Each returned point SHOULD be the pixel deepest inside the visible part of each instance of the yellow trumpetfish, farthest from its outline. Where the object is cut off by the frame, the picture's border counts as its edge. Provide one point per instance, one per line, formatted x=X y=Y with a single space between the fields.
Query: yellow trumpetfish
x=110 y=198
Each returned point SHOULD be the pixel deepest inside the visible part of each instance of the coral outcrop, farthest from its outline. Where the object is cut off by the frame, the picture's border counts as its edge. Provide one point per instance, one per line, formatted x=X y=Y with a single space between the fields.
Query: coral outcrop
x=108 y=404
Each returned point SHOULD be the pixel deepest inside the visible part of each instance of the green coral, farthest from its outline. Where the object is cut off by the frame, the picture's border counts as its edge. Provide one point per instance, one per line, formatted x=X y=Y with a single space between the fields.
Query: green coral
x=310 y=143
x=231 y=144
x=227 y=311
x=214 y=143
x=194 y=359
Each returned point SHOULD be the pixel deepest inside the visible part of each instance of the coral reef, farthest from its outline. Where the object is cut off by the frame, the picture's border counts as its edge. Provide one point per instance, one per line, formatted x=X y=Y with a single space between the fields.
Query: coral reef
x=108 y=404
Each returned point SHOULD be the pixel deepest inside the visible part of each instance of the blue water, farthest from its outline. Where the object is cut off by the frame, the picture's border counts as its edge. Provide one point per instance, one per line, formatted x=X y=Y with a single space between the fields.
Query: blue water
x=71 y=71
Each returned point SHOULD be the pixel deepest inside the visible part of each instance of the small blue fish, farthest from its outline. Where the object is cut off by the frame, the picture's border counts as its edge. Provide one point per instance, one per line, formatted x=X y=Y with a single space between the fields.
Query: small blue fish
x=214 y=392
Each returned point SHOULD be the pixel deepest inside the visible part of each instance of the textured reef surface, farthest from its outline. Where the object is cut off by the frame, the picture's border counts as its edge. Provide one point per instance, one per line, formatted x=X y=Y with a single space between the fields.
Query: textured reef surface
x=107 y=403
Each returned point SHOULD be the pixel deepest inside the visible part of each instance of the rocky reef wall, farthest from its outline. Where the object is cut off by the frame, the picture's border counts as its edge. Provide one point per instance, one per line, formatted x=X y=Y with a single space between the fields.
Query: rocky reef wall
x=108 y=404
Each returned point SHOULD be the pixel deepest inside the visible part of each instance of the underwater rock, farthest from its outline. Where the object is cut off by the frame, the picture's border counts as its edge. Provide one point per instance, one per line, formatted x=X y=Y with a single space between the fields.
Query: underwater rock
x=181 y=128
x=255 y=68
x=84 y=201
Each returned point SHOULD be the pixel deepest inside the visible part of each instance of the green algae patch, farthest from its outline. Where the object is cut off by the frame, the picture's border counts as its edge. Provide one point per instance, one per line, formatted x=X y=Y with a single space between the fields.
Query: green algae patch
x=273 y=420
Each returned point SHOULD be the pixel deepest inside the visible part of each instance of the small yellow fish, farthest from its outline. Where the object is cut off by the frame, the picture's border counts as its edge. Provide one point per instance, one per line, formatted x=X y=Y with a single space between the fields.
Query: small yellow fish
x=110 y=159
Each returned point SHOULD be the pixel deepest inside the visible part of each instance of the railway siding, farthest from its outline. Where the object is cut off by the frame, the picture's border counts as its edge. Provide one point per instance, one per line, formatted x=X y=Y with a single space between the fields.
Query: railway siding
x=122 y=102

▶ WRITTEN REQUEST
Copy word for word every line of the material, starting with the line that contains "of the railway" and going on through the last line.

▶ FINISHED TASK
Each returned point SHOULD be the pixel deepest inside the visible part of each instance of the railway siding, farthest from its outline. Where the object is cut off by the frame, the picture's border counts as its edge. Provide one point per instance, one per line, formatted x=X y=Y with a single space between the fields.
Query: railway siding
x=122 y=102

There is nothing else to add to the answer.